*SUPPLIED DATA*.
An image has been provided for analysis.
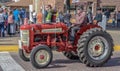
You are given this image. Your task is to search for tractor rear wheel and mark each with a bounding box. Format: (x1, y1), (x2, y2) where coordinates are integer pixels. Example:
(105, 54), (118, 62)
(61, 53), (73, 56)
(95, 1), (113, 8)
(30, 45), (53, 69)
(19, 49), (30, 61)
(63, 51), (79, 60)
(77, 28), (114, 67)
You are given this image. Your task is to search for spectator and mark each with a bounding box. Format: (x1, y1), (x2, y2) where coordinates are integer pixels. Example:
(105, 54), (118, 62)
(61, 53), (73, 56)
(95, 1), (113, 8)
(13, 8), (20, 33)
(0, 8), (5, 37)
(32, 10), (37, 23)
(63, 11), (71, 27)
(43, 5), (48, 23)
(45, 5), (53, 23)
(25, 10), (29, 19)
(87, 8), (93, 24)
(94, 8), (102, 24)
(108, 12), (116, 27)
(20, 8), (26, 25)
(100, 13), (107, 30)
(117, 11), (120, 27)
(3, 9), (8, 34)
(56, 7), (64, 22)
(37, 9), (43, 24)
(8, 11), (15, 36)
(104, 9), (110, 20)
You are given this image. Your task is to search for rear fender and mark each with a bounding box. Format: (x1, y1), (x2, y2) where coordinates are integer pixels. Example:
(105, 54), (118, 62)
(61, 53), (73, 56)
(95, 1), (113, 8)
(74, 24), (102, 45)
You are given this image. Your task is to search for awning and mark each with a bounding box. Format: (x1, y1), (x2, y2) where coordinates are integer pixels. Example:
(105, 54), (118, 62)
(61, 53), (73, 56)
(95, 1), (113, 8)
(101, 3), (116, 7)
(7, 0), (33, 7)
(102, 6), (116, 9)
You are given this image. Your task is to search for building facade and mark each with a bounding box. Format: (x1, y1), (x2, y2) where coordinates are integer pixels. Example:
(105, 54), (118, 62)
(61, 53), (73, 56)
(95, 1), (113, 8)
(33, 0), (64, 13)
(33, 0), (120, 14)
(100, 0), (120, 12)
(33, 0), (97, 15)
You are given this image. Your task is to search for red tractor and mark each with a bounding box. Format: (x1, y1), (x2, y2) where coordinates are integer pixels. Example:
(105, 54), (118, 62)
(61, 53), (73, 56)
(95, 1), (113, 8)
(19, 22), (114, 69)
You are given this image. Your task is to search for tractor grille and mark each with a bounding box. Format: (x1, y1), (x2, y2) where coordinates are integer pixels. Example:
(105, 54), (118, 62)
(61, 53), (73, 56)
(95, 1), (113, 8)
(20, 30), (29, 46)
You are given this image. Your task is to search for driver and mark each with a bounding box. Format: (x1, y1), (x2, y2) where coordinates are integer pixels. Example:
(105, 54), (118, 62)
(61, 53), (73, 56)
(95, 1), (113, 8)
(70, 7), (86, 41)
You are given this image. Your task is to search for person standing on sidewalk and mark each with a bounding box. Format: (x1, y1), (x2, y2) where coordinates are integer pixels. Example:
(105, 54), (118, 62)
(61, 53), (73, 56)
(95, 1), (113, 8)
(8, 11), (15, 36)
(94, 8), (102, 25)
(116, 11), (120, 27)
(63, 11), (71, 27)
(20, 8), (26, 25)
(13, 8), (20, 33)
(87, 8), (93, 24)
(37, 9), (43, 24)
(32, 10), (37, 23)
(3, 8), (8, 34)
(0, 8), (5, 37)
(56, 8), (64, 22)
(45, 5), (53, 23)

*YOUR ASSIGNMENT*. Read through the entries, then copy every line where the string "rear" is found.

*FINAL ANSWER*.
You are given this image. Your task is to search for tractor rear wheel and mark each with a bounding box. Format: (x1, y1), (x2, y2) where coordinates are integer pixels. Example:
You are given this image. Your task is to search for rear fender and mark each with a bounding box. Format: (x1, y1), (x2, y2) where coordinates are integer pixels. Example:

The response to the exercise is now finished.